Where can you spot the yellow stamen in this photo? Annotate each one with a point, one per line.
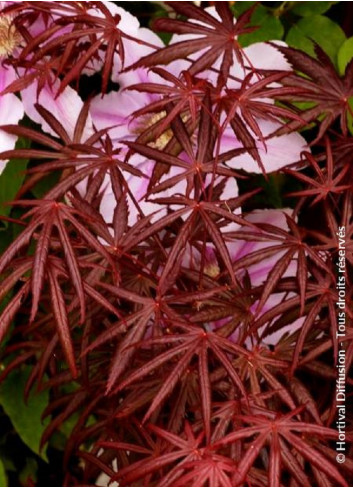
(10, 38)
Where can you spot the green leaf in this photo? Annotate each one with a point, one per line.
(269, 26)
(25, 417)
(12, 178)
(349, 116)
(3, 478)
(311, 8)
(345, 54)
(324, 31)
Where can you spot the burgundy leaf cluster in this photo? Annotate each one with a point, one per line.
(181, 370)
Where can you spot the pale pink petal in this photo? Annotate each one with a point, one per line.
(65, 108)
(275, 153)
(11, 112)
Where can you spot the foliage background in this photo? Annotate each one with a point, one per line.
(330, 24)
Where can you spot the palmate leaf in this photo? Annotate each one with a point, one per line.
(190, 459)
(217, 37)
(46, 216)
(322, 85)
(253, 101)
(191, 341)
(79, 157)
(285, 437)
(292, 245)
(325, 184)
(60, 44)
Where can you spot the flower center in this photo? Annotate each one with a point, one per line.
(147, 121)
(212, 270)
(10, 38)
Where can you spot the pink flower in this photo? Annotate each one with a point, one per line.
(11, 108)
(258, 272)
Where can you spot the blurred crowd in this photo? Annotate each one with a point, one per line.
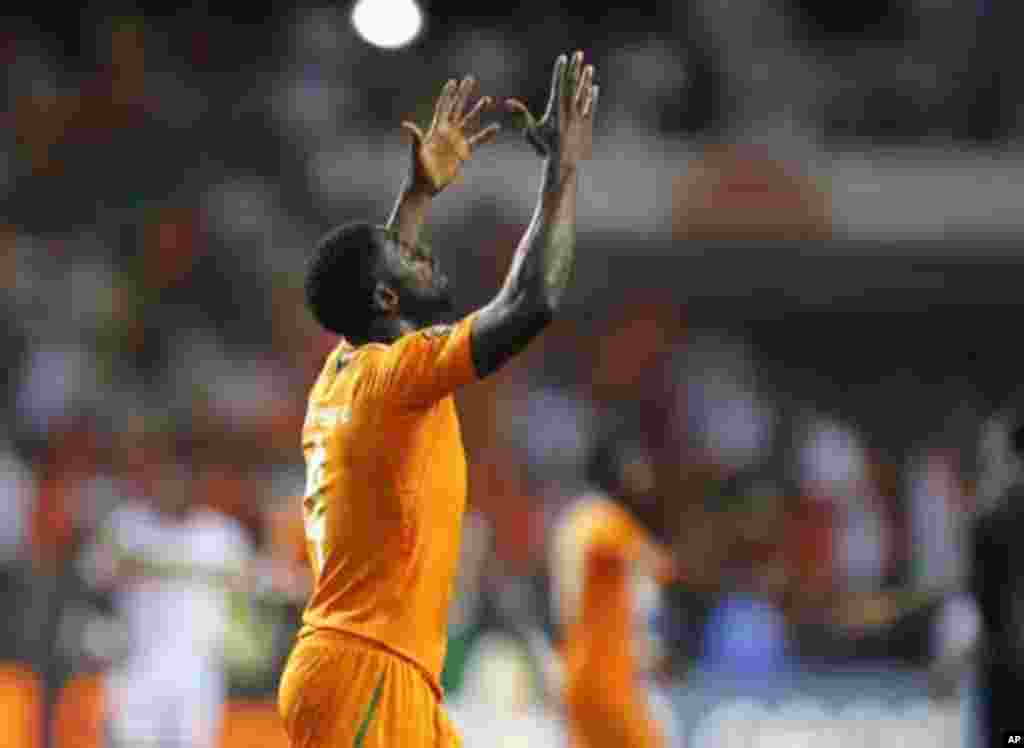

-- Task requirements --
Rescale the data from the line containing "Where can you spot the flower" up to and including the final line of the data. Reproduce each of those lines, including the requests, but multiply every point coordinate in the answers by 0.25 and round to whole numbers, with halves rounded up. Omit the pictures from your response.

-- Answer to this exercise --
Where can you spot the flower center in this photo? Annotate each one with a point, one per line.
(37, 30)
(53, 68)
(3, 10)
Where can you spot the pink flower in this photo? Annotate each one with a point, one per line.
(3, 27)
(65, 68)
Where can you spot the blurred crowd in this photo? Annotate each one with a point, one per line.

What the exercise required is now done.